start Data section

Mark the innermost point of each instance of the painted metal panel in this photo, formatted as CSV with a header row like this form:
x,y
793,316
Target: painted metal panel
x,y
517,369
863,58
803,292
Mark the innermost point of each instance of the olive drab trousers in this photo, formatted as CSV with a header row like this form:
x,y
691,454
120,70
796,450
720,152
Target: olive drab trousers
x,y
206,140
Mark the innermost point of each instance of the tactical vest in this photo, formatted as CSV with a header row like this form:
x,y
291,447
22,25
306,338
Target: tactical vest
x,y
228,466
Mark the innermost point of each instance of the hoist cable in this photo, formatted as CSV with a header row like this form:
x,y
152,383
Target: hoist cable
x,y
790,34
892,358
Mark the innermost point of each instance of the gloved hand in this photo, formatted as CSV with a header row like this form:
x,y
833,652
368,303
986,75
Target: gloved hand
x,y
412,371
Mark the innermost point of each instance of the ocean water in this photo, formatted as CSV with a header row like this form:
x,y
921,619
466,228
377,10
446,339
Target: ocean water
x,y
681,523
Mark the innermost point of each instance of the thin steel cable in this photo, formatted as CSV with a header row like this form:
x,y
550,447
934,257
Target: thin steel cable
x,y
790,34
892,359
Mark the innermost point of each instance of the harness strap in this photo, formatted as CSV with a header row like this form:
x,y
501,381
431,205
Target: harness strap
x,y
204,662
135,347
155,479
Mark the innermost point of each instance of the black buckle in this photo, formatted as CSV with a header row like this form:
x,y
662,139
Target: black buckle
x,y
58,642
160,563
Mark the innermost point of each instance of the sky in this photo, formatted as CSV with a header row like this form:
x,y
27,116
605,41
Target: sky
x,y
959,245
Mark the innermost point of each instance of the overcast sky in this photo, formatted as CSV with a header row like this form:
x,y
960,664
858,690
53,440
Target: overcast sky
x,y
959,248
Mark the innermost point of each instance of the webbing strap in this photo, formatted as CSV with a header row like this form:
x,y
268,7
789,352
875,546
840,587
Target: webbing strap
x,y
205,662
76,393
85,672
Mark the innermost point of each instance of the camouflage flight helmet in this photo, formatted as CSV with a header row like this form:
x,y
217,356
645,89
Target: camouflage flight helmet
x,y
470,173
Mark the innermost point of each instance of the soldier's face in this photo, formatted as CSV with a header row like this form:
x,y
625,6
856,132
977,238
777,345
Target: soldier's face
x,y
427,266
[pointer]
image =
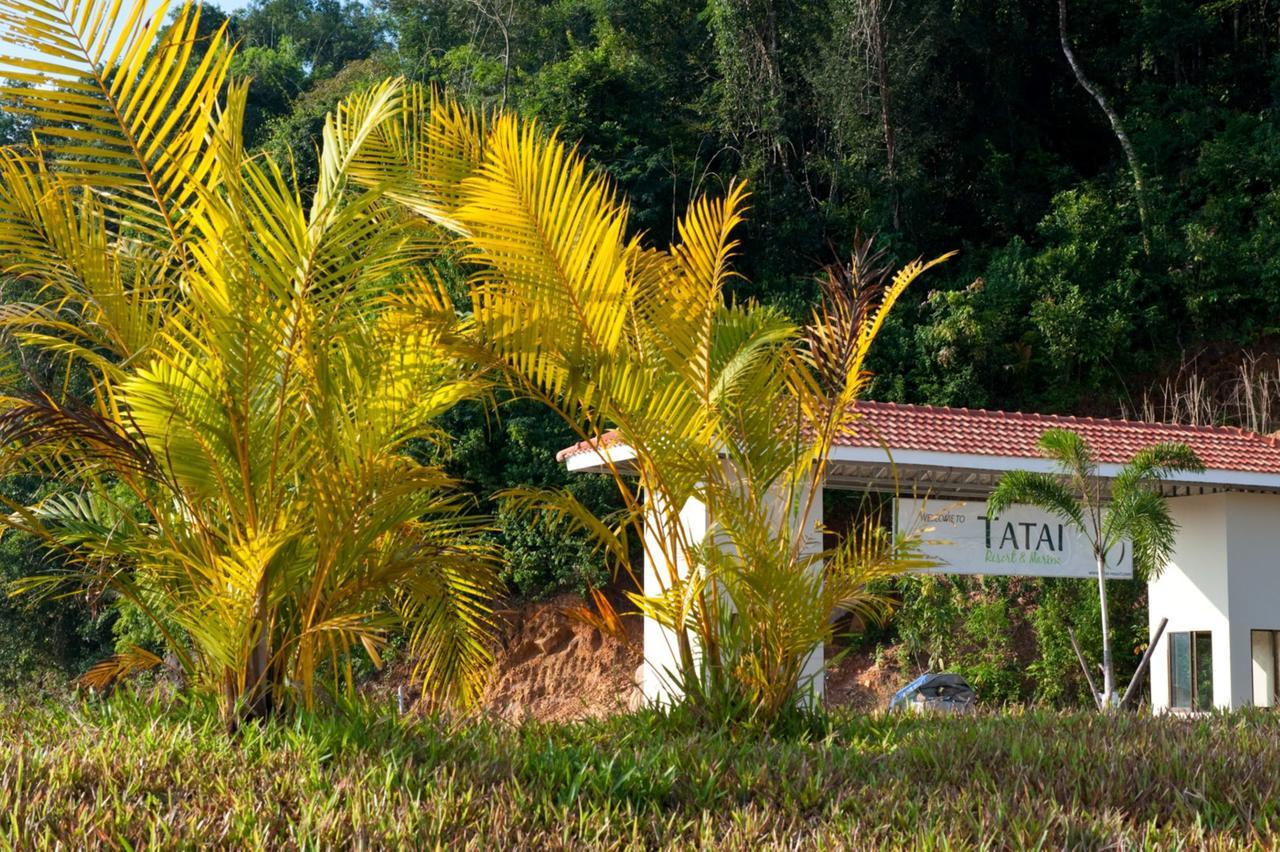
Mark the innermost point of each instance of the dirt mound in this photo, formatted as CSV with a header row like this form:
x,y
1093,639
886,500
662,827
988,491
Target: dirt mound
x,y
860,682
552,668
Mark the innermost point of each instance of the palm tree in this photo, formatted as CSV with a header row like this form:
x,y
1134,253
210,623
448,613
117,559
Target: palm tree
x,y
1107,512
730,404
257,369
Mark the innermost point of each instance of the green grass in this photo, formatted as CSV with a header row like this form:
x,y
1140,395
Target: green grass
x,y
128,774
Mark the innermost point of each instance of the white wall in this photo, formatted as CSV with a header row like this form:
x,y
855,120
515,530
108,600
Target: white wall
x,y
1224,577
1253,552
1192,591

end Data section

§ Required task:
Write out exactly the lines from the one containing "Mark the innermost point of each instance of the sky" through the last line of the records above, both ends included, and leave out any pictures.

§ Written answer:
Mark the innermost point of each instance of the sky in this photo, formatted as CSV with a header row like this form:
x,y
27,116
605,41
Target: sky
x,y
959,245
Mark the innermost point of each instance of the overcast sky in this photo, formatted as CSV with a header row like this form:
x,y
960,664
858,690
53,440
Target: overcast sky
x,y
959,248
Mark the innermost point of each instance of the webbing strap in this photo, formatted as CSV with a header row like this form:
x,y
268,7
789,352
875,546
840,587
Target: webbing strap
x,y
205,662
76,393
85,672
Mark the innermost point of each instance of the camouflage flight helmet in this photo, formatted as CSV with a header row like this form:
x,y
217,356
645,89
Target: camouflage flight helmet
x,y
470,173
Mark the innermost point of each instance of the soldier's face in this photo, formatted as CSV with a header row like this form:
x,y
625,6
856,132
977,238
777,345
Target: soldier's face
x,y
427,266
[pointer]
image =
Mark the innermost point of each instance of the dirt mound in this photo, formatted as CSV with a header row like this form:
x,y
1093,639
886,500
662,827
988,491
Target: dirt mound
x,y
860,682
552,668
Mark the innermost point of each instance of the palm tree in this photo, formatted as CSV with a header row like this form:
x,y
1134,253
210,623
448,613
117,559
Target: palm tree
x,y
1107,512
730,404
257,369
Mark the innermost point of each instance of the green grass in this photo, formatted as CSV with a header row like this form:
x,y
1140,395
Target: green grass
x,y
128,774
Mark the innermost point of each instance of the white wall in this photo, formatted as CSV with a header row like this form:
x,y
855,120
515,530
108,600
Target: white wall
x,y
1224,577
1253,552
1192,591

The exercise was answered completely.